[TEXT EXTRACT]:
┌──

The following tips helped me tremendously during my education career:

  • The work of a teacher is never done. There is always more you could do, more you could prep, more you could grade, and more you can plan. If you don’t establish realistic boundaries with work, you will burn out. When you leave work, leave work (and all that’s undone). Devote your personal time to whatever fills your cup and your personal responsibilities. If you’re married, bond with your spouse. If you’re a parent, bond with your children. If you’re single, make friends, find a hobby, join a sports team, or do whatever fills your cup and makes you feel like the best you you can be. I say this because I was the teacher and leader who would work almost nightly for hours on end after my own children were asleep. I barely gave myself time to sleep, let alone recharge. Focus on yourself because only you can prioritize your own needs.

  • This means that work will be left undone. It has to be because there are simply not enough hours in the day to accomplish it all. So, if you want to avoid burnout, learn how to prioritize so what’s really important gets done while you avoid spinning your wheels on what isn’t. Your priority list will change as the year moves on, but figure out your school district’s nonnegotiable deadlines and work around those as a starting place.

  • Your classroom does not need to be Pinterest-perfect or TikTok chic (or whatever platform or influencer you favor). Make a few subject-specific anchor charts relevant to the needs of your students, add a word wall of subject-specific jargon, leave room for any district requests (data wall, etc.), and call it a day. After a week or two of school, use your wall space to prominently display exemplary student work. I used to be the type of teacher that would exemplify the "print-rich" environment. My perspective on this changed after having an autistic child and realizing that some students may find walking in to such a classroom overwhelming before the real learning has even started. If you really want to fancy it up, recruit a few students to play decorators during lunchtime or after school and reward them with whatever seems appropriate (snacks, stickers, cute pens, etc.).

└──

[DATA EXTRACT]:

┌──

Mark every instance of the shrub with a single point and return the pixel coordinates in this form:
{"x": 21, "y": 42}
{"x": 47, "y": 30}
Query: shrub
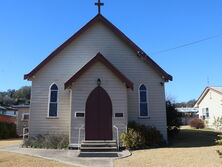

└──

[TASK REQUIREMENTS]:
Answer these questions from the teaching tips:
(a) When did the writer work for hours almost every night?
(b) What does the text suggest working around as a starting place for a priority list?
(c) What should go on the wall space after a week or two of school?

[ANSWER TO THE EXERCISE]:
(a) After the writer's own children were asleep.
(b) The school district's nonnegotiable deadlines.
(c) Exemplary student work, displayed prominently.